**WHAT TO PRODUCE**
Repeat word for word the lines below that run from the line containing "of the asphalt" through the line containing "column 561, row 372", including both of those lines.

[Data lines]
'''
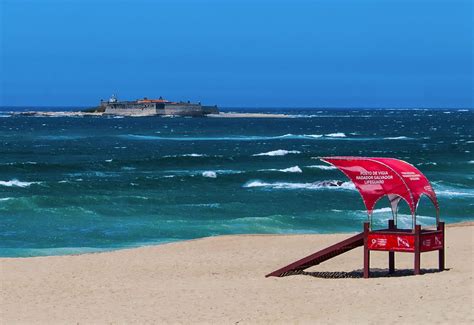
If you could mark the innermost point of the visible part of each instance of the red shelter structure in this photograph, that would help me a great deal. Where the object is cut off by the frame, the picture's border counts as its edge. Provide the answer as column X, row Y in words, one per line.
column 375, row 178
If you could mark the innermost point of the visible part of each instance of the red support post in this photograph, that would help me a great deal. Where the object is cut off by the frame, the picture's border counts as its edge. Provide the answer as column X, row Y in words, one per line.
column 391, row 255
column 366, row 251
column 417, row 249
column 441, row 251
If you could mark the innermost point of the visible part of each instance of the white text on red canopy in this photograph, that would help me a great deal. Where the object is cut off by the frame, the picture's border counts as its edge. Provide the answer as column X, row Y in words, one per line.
column 373, row 176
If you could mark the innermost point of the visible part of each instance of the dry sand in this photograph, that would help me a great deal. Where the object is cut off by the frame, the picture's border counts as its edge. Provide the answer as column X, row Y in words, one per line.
column 221, row 280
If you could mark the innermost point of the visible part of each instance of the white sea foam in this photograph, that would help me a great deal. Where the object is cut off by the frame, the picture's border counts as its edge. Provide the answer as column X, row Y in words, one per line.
column 323, row 167
column 427, row 163
column 294, row 169
column 300, row 186
column 397, row 138
column 279, row 152
column 209, row 174
column 382, row 210
column 194, row 155
column 17, row 183
column 336, row 135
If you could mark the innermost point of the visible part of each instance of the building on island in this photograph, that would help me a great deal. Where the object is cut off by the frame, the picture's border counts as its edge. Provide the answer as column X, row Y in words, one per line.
column 149, row 107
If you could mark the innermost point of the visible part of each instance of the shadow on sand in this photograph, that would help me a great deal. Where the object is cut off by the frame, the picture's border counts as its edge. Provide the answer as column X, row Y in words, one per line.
column 374, row 273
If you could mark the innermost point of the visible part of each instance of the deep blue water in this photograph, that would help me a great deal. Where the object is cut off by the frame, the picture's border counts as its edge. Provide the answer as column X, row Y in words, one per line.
column 79, row 184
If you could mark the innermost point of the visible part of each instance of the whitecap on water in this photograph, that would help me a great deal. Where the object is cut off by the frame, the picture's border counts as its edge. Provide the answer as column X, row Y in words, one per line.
column 294, row 169
column 17, row 183
column 301, row 186
column 209, row 174
column 397, row 138
column 279, row 152
column 335, row 135
column 322, row 167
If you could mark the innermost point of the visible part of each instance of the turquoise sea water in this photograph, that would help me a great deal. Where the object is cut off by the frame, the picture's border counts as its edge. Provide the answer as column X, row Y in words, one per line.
column 80, row 184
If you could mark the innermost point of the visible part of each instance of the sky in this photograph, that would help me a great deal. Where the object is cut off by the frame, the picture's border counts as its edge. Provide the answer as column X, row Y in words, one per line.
column 238, row 53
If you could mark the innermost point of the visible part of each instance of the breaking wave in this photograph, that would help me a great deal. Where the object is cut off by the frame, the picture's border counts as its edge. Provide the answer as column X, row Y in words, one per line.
column 336, row 135
column 279, row 152
column 194, row 155
column 301, row 186
column 398, row 138
column 17, row 183
column 322, row 167
column 294, row 169
column 209, row 174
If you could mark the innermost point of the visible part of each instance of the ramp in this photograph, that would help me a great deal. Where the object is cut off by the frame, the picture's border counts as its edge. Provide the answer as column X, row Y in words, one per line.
column 321, row 256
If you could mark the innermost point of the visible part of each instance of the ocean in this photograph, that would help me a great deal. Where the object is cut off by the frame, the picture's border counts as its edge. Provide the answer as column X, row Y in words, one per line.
column 71, row 185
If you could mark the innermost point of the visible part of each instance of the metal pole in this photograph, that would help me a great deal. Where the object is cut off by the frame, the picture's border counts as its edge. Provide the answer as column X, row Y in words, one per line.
column 391, row 255
column 366, row 251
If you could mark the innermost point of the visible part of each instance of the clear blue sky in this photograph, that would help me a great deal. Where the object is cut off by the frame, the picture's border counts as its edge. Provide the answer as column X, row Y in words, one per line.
column 294, row 53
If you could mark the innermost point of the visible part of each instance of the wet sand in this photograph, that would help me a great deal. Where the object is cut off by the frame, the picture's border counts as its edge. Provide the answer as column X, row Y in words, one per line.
column 222, row 280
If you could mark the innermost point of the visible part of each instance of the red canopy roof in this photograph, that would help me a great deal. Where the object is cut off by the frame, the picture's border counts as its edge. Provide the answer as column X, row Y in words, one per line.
column 377, row 177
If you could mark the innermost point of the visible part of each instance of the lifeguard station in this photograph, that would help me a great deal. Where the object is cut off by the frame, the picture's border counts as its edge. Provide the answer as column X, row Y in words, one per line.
column 375, row 178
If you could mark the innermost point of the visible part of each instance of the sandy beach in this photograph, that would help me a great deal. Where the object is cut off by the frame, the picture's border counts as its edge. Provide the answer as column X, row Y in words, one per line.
column 221, row 280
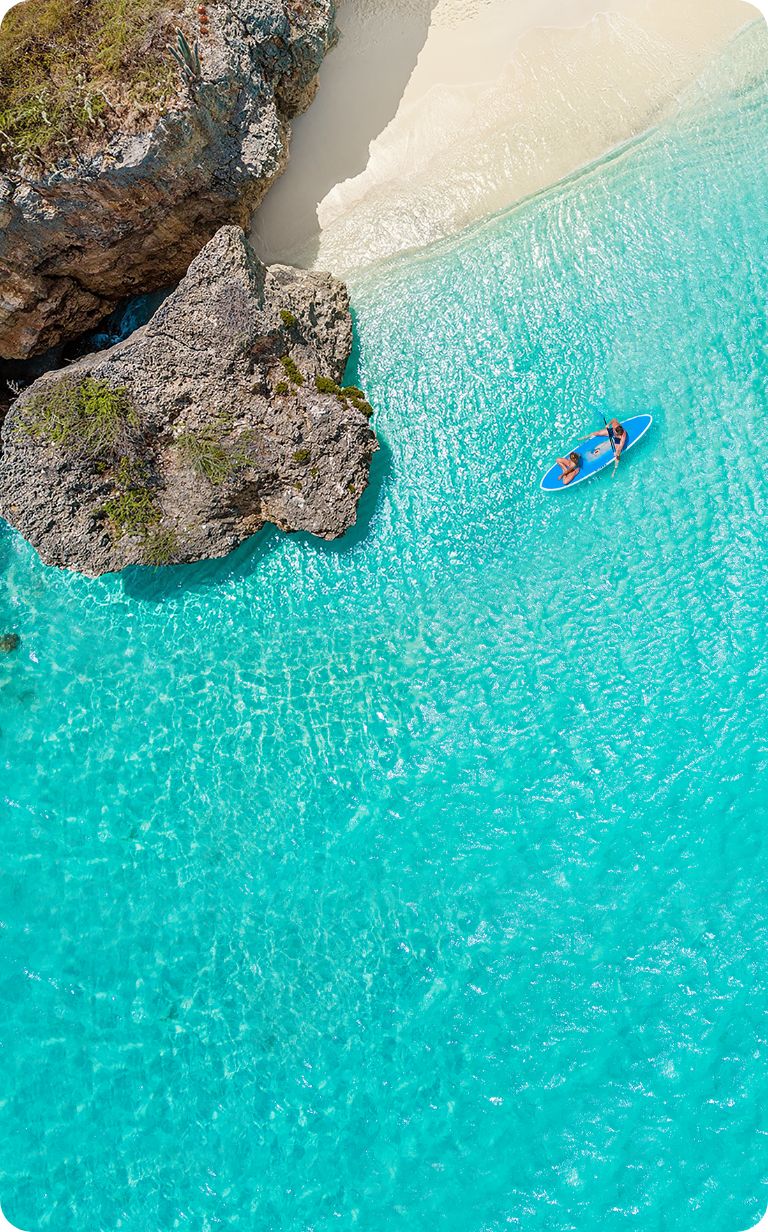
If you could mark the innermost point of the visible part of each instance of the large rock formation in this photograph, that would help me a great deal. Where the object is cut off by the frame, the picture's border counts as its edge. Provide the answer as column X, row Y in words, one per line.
column 130, row 217
column 217, row 417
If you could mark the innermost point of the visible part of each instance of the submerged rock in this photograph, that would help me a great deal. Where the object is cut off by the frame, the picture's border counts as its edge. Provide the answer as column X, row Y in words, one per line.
column 221, row 414
column 107, row 223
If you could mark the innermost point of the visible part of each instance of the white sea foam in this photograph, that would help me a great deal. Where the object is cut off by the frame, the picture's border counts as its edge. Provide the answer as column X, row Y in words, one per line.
column 437, row 112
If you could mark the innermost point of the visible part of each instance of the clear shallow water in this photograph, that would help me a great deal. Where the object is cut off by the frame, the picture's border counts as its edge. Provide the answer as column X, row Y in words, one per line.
column 419, row 881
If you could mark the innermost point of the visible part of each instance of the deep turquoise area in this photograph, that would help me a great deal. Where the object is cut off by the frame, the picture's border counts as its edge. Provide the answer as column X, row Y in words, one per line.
column 420, row 881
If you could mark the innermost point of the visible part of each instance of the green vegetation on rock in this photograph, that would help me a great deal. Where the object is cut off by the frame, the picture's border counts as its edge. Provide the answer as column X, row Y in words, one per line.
column 324, row 385
column 70, row 68
column 291, row 370
column 212, row 457
column 90, row 418
column 133, row 509
column 160, row 546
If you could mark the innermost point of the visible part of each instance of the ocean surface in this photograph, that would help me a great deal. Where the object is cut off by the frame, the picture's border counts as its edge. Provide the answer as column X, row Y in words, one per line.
column 420, row 881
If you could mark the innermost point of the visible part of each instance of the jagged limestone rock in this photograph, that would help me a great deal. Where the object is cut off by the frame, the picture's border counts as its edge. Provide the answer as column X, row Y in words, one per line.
column 107, row 223
column 196, row 430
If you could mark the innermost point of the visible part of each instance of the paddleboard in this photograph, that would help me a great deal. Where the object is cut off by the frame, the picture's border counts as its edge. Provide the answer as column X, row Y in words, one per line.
column 596, row 453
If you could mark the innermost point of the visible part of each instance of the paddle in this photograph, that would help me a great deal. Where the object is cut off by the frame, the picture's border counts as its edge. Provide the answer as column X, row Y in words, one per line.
column 613, row 445
column 610, row 437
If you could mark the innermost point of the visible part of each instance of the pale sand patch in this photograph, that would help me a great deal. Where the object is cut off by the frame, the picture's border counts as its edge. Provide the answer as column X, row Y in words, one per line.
column 433, row 113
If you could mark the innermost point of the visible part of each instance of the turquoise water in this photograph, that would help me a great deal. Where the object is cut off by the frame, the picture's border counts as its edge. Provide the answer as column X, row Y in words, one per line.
column 419, row 881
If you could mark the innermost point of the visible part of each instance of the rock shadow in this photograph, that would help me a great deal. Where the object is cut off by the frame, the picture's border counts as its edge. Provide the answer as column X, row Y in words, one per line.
column 162, row 585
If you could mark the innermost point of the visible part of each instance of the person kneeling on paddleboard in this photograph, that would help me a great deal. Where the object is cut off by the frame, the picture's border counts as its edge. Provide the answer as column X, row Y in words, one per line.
column 615, row 434
column 570, row 466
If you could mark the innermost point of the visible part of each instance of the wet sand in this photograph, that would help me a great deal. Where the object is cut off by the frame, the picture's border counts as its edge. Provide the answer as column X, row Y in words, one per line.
column 433, row 113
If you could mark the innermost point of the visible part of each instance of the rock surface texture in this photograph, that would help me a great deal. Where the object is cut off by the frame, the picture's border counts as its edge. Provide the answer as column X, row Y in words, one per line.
column 128, row 218
column 185, row 439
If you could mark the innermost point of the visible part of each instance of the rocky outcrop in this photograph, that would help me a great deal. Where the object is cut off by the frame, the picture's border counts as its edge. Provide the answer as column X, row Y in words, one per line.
column 220, row 415
column 128, row 218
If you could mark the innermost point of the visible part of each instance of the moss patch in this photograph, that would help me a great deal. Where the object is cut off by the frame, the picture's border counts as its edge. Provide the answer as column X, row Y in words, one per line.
column 211, row 456
column 160, row 546
column 133, row 509
column 70, row 68
column 291, row 370
column 90, row 418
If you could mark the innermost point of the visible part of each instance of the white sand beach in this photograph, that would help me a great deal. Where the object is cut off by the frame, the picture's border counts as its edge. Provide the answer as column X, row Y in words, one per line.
column 433, row 113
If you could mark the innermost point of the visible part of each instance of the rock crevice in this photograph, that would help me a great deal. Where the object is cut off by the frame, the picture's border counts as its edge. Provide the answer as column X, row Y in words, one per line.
column 127, row 218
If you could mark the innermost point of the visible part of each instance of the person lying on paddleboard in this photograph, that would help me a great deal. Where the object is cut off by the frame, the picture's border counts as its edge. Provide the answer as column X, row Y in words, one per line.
column 615, row 433
column 570, row 466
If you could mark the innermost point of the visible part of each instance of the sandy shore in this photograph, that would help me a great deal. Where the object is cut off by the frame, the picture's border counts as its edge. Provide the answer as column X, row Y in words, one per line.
column 433, row 113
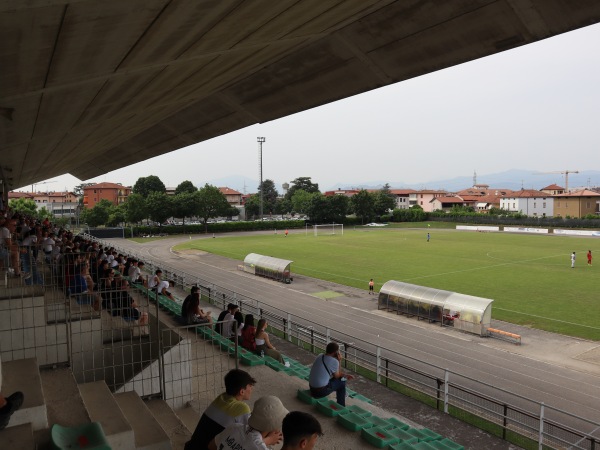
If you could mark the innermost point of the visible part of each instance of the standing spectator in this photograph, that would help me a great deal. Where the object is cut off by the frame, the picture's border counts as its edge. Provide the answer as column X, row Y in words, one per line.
column 228, row 408
column 191, row 312
column 161, row 289
column 248, row 333
column 263, row 429
column 263, row 344
column 326, row 375
column 300, row 431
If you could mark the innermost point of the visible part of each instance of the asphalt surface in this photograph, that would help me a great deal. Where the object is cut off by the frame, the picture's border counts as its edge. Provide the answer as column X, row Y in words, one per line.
column 561, row 372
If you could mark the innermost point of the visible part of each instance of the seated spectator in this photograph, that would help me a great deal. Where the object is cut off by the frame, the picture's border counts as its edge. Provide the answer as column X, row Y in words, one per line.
column 191, row 312
column 263, row 429
column 263, row 344
column 248, row 333
column 326, row 375
column 161, row 289
column 227, row 317
column 300, row 431
column 227, row 409
column 125, row 305
column 8, row 405
column 153, row 283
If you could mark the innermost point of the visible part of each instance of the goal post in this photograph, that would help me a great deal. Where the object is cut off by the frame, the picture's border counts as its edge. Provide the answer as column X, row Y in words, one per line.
column 329, row 229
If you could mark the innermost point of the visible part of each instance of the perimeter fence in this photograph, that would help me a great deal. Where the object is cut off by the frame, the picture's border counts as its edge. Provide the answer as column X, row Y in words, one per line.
column 516, row 418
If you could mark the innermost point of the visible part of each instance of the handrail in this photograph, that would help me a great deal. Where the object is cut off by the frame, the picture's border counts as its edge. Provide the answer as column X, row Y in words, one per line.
column 442, row 383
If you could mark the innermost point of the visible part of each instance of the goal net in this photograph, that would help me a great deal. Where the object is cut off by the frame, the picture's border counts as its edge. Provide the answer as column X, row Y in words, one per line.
column 329, row 229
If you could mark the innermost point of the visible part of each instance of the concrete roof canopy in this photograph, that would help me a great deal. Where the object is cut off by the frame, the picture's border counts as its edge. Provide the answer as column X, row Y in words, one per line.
column 88, row 87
'''
**FULL OUTPUT**
If you could mark the innermost point of the visible part of each instance of the asphalt surface in this photograph, that would help me a great deal. Where the object is cut off by the frame, the picture's border counts as its edge. Provide the answer as column X, row Y in words, one per line.
column 561, row 372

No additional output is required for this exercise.